Data entries:

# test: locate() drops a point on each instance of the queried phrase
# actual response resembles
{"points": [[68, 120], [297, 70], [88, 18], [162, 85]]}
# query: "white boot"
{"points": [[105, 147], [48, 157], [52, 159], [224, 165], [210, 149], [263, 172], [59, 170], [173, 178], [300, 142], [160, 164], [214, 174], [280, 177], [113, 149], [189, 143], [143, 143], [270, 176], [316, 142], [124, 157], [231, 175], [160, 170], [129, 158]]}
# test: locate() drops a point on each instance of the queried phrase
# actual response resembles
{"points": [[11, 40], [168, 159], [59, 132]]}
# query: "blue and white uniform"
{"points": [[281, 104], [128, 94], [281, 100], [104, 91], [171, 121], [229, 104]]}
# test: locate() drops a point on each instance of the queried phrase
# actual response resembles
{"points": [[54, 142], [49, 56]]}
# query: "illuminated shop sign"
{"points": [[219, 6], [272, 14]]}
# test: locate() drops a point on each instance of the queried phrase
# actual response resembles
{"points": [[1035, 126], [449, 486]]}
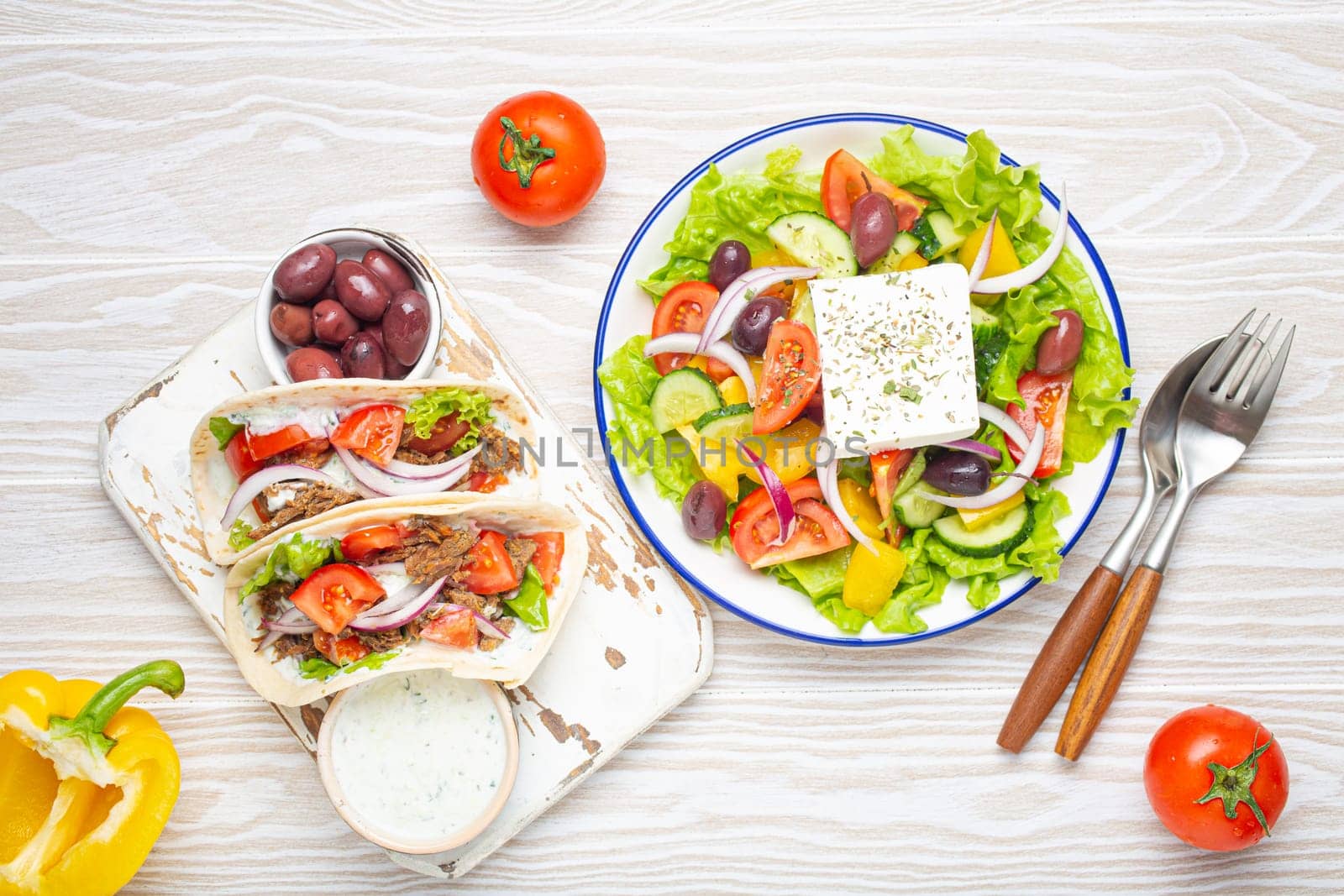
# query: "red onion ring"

▶ **TASK INSTRUCTIONS**
Reproduce the data word for word, excluding its pictures.

▶ **EXERCISE ANSWER**
# test: locate() drops a point on each instance of the queried phrase
# actual response resembles
{"points": [[68, 120], [297, 70], [88, 18], [162, 85]]}
# query: "white boot"
{"points": [[105, 147], [48, 157], [52, 159], [224, 165], [210, 149], [263, 172], [59, 170], [173, 178], [300, 142], [160, 164], [214, 174], [280, 177], [113, 149], [189, 143], [143, 143], [270, 176], [316, 142], [124, 157], [231, 175], [160, 170], [129, 158]]}
# test: locate() drops a point on each instance of the queried phrase
# actual response resembles
{"points": [[11, 40], [168, 159], [59, 132]]}
# query: "blue and white uniform"
{"points": [[281, 104], [128, 94], [281, 100], [104, 91], [171, 121], [229, 104]]}
# test: locate() drops a point on each instance of the queried phrase
# actual response resembles
{"points": [[54, 142], [49, 56]]}
# query: "illuminated shop sign"
{"points": [[219, 6], [272, 14]]}
# test: locate() drops a point on each instance of the queried phrase
# actual response resembles
{"points": [[1035, 126], [449, 486]]}
# query: "red onion ring"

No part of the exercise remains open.